• Material to process:
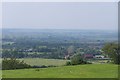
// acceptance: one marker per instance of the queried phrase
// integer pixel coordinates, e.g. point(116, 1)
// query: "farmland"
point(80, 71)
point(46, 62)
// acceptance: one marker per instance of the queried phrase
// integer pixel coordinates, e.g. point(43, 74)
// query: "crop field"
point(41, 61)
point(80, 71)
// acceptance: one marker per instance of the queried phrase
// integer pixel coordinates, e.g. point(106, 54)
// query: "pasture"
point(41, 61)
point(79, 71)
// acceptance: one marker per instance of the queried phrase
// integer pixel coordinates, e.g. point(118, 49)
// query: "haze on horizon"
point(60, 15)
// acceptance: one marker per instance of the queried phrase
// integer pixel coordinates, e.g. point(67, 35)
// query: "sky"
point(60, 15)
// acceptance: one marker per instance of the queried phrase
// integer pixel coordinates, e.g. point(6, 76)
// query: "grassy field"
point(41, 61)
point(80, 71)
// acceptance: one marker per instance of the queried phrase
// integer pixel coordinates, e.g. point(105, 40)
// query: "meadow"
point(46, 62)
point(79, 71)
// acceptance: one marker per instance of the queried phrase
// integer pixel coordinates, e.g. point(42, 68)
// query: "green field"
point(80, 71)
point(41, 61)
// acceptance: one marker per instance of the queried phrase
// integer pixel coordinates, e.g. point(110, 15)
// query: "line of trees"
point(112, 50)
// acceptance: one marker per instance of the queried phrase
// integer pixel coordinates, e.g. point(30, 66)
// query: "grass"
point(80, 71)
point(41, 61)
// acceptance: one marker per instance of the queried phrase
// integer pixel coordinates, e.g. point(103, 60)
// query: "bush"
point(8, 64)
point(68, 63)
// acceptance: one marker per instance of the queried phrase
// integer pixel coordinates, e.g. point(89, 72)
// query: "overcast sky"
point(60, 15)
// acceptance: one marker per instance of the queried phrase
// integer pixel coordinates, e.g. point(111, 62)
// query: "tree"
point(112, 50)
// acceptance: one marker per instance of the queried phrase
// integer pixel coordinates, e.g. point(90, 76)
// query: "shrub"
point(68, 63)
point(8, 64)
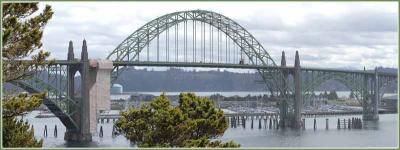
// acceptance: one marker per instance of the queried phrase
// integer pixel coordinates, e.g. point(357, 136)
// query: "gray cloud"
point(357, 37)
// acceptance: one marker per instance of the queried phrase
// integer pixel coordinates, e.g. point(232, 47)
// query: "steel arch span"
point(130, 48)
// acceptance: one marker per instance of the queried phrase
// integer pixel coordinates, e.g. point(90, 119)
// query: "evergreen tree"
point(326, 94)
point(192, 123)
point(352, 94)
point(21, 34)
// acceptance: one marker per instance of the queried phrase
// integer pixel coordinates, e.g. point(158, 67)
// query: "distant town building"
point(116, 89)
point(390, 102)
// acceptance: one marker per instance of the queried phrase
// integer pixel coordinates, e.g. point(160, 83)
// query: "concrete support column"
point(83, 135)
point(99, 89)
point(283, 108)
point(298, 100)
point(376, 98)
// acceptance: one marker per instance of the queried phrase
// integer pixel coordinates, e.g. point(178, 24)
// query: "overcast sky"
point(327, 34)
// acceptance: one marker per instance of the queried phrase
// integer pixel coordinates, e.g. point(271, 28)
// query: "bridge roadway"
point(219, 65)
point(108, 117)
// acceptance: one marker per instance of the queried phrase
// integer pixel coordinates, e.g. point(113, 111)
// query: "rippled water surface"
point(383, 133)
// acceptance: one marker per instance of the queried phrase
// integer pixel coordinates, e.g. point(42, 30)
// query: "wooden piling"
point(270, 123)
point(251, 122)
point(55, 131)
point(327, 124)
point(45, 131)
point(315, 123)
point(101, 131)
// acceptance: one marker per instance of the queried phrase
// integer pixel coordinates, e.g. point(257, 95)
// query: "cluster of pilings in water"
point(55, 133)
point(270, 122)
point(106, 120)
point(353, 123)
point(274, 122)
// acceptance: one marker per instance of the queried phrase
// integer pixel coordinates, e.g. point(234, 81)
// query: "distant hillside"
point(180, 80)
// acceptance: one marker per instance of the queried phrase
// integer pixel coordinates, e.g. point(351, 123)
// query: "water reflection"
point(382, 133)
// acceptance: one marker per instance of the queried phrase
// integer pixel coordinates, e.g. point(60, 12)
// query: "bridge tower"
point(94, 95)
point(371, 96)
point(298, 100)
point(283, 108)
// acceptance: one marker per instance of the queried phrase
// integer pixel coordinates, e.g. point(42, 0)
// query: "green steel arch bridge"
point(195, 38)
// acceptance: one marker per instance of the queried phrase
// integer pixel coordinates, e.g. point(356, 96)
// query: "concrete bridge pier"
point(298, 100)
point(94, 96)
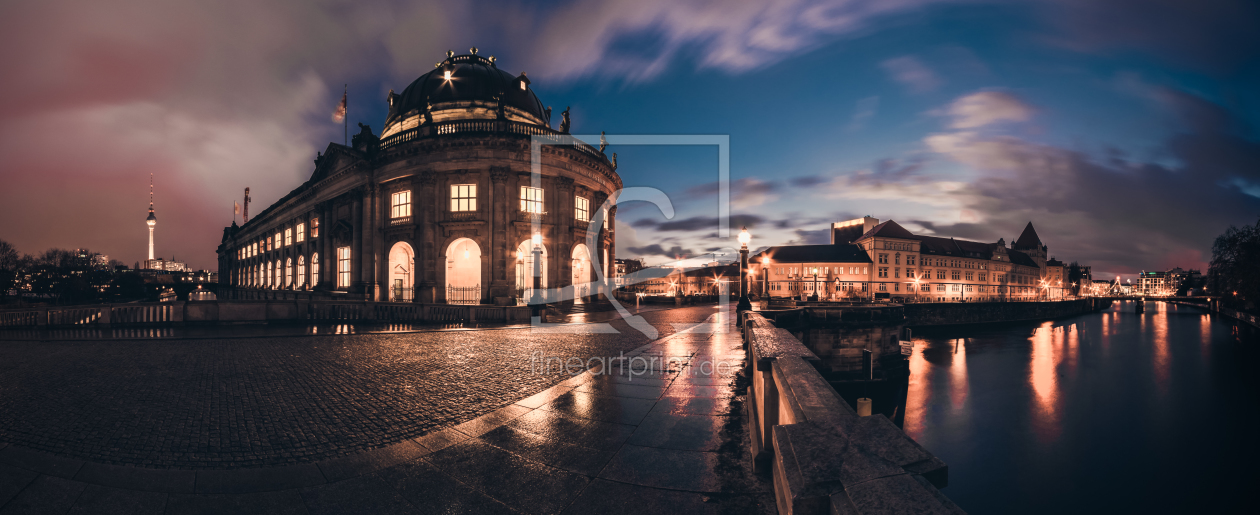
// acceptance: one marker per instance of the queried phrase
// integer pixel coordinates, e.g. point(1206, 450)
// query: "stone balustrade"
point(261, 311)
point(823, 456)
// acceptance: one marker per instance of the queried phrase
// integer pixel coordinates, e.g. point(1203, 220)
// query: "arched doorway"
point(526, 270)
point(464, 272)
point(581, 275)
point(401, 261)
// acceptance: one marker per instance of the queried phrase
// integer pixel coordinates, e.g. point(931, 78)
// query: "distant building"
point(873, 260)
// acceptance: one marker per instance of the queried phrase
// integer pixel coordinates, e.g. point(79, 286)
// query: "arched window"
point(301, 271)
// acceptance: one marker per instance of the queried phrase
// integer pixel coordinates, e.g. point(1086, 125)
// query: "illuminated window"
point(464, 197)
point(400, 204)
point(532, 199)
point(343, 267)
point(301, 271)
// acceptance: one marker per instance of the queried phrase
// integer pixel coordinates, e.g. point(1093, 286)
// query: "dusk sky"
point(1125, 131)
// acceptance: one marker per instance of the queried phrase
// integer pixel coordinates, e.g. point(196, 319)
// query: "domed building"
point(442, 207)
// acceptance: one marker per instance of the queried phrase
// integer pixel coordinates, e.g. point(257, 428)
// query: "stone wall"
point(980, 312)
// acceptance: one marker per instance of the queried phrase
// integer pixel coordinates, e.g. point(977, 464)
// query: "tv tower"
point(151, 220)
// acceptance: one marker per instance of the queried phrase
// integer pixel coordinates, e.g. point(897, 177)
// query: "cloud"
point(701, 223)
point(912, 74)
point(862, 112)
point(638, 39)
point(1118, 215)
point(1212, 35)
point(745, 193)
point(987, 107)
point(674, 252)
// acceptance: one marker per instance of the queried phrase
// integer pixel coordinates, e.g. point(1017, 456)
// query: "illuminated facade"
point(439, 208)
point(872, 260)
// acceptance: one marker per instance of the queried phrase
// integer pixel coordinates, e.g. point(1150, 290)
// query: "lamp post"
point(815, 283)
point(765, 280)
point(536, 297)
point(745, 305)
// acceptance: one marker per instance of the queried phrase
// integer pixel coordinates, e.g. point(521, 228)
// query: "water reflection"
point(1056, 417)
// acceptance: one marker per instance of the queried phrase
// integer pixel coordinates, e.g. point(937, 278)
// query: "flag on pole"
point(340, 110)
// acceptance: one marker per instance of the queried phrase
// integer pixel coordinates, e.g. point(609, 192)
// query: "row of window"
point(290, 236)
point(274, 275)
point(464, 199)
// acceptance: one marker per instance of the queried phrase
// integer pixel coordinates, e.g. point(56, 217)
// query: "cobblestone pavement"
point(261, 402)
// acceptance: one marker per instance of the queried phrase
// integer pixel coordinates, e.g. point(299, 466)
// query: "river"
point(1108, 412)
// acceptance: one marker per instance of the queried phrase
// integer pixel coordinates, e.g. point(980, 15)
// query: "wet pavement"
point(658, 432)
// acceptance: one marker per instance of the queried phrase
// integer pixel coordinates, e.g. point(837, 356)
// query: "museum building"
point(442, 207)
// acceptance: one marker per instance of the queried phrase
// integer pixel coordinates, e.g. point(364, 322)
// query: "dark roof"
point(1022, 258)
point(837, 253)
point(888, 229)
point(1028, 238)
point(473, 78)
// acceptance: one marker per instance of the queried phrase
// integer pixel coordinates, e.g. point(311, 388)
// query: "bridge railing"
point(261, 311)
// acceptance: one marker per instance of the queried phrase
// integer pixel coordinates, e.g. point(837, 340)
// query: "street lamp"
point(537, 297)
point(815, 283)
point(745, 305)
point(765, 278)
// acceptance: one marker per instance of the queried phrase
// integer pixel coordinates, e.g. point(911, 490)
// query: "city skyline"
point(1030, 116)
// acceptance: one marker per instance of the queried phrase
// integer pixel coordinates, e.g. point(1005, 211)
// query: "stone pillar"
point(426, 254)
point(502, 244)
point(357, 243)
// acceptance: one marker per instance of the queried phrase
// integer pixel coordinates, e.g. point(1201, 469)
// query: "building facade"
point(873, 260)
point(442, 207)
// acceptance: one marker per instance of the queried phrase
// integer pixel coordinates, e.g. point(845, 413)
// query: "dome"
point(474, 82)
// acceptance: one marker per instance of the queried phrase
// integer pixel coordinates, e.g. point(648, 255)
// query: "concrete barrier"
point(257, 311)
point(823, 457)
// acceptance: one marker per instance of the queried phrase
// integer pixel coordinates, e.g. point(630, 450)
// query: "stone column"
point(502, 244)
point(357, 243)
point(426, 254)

• Aim: Show each line in the entries above that contains the string "water", copied in full.

• Expected answer:
// query: "rippled water surface"
// query: "cluster of pilings in water"
// query: "water reflection"
// query: "water reflection"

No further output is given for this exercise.